**DO THIS**
Please convert every one of the rows below into a two-column CSV with the headers text and answer, one line per row: put the row's full text in the first quoted field and its answer in the second, with line breaks replaced by spaces.

**INFORMATION GIVEN**
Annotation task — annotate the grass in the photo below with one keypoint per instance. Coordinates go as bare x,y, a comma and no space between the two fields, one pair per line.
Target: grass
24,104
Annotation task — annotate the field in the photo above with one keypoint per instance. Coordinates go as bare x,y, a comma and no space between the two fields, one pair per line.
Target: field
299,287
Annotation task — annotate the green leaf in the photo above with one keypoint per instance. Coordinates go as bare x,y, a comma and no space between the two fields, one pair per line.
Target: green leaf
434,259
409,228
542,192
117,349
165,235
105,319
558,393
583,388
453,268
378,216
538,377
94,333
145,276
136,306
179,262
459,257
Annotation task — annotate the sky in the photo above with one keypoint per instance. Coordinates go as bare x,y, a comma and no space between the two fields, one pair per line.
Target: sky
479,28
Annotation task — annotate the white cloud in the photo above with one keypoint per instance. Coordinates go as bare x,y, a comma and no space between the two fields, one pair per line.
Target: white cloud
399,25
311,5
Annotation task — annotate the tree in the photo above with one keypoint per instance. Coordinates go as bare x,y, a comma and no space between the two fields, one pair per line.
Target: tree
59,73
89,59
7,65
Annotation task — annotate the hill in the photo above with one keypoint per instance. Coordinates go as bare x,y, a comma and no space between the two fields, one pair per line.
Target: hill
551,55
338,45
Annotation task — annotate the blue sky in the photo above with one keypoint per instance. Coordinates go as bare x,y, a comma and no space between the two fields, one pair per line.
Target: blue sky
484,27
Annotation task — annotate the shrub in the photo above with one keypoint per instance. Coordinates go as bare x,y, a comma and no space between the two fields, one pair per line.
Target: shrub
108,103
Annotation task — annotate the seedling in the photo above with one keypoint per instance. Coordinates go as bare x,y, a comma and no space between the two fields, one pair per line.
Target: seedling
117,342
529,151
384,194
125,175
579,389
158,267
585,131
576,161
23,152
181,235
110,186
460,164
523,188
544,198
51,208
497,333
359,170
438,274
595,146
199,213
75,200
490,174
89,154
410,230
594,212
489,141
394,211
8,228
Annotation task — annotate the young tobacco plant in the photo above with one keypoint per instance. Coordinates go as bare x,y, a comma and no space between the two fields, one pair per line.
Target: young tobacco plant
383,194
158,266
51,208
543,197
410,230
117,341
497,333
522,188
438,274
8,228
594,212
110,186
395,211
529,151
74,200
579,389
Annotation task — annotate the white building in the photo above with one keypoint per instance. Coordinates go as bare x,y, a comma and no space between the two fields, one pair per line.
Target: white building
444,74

**WRITTEN SOLUTION**
text,answer
"Annotation task — annotate the grass in the photo below with one keypoint per instance. Coordinates go as bare x,y, a comma and no space between the two fields, one pair per line. Target: grass","24,104"
"Annotation task — annotate the field in the photo above with one keypoint per instance. Coordinates go as bare x,y, a comma and no space between the two fields, one pair per line. Target: field","299,287"
"Annotation task — annotate the green leaf in the photo above with one keypoint per instance. Coordinates go as bare x,y, a comma and no space between the two fields, one pair per line. Target: green leaf","434,259 409,228 542,192 117,349 165,235 105,319 558,393 583,388 453,268 378,216 538,377 94,333 145,276 136,306 179,262 459,257"
"Annotation task — annotate the sky in the photo above with one keypoint per instance. Coordinates go as bare x,y, a comma and no space between the two fields, one pair per line. Target: sky","479,28"
"Annotation task — annotate the white cloud in the photo above with one keypoint per instance. Coordinates go as bare x,y, a comma and no space between the two fields, one pair per line. Target: white cloud","399,25 311,5"
"Annotation task — annotate the tree in the photo above with one keypoint per instance. Coordinates go as bare x,y, a comma and no space between the two fields, one pair per line. Target: tree","59,73 89,59 7,65"
"Annotation task — annotate the hill in the photo above with one keypoint per instance. Coordinates go as bare x,y, a comma and no space between the two fields, one pair per line. Target: hill","551,55 338,45"
"Annotation task — annotate the blue sky in the photo above with one keypoint per instance. Coordinates go as bare x,y, a comma and no space between the two fields, one pair per line. Target: blue sky","484,27"
"Annotation task — annotate the shrub in the photo above with one keypoint per instance. Coordinates go as bare x,y, a comma and no space between the two fields, one pair per line. Target: shrub","108,103"
"Annotation task — annotate the seedling in the photo above with one keypoint per instance. Coordinates go as bare x,y, a comma and no space between the two fields, one pair per line. Target: seedling","117,342 529,151 384,194 125,175 579,389 158,267 585,131 576,161 23,152 181,235 110,186 460,164 523,188 544,198 51,208 497,333 359,170 438,274 595,146 199,213 75,200 490,174 89,154 410,230 594,212 489,141 394,211 8,228"
"Annotation task — annotate the young tobacco plant in the photo above with one keypoint per instance. Coordinates go as bare x,y, a comma and no space between the two fields, one pair per line. Target: young tobacco plant","383,194 158,266 51,208 543,197 410,230 117,341 497,333 522,188 438,274 8,228 594,212 110,186 395,211 529,151 74,200 579,389"
"Annotation task — annotate the white building in the photo above with one keypoint per instance. Coordinates go as bare x,y, a comma and no space between the two fields, one pair per line. Target: white building","444,74"